— Problem statement —
The data needs to be returned in full, exactly as it reads.

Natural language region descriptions

****************

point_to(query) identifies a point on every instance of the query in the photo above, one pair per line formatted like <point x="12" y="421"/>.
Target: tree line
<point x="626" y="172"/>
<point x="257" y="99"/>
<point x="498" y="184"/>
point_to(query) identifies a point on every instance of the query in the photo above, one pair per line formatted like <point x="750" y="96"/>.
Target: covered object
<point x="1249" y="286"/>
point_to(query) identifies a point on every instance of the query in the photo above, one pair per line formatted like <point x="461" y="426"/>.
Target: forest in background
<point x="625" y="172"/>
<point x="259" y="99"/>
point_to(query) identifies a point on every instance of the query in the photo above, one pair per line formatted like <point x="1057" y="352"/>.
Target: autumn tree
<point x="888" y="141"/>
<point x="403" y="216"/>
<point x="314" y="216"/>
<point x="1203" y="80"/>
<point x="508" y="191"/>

****************

— Completed exercise —
point_to(query) identifies a point on every instance of the query in the photo above, one pair per line formatted like <point x="12" y="421"/>.
Target: tree line
<point x="626" y="172"/>
<point x="257" y="99"/>
<point x="498" y="184"/>
point_to(query) identifies a point on every instance of the query in the photo above, one pair per line formatted like <point x="750" y="96"/>.
Target: covered object
<point x="1249" y="286"/>
point_to(query) identifies a point on every instance of the query in the photo above, one pair per line formatted like <point x="461" y="426"/>.
Target: forest in background
<point x="625" y="172"/>
<point x="259" y="99"/>
point_to(query) identifies a point on every instance of the query in the photo above, one pair per line formatted like <point x="1057" y="352"/>.
Target: autumn tree
<point x="888" y="141"/>
<point x="403" y="216"/>
<point x="314" y="216"/>
<point x="1203" y="80"/>
<point x="508" y="191"/>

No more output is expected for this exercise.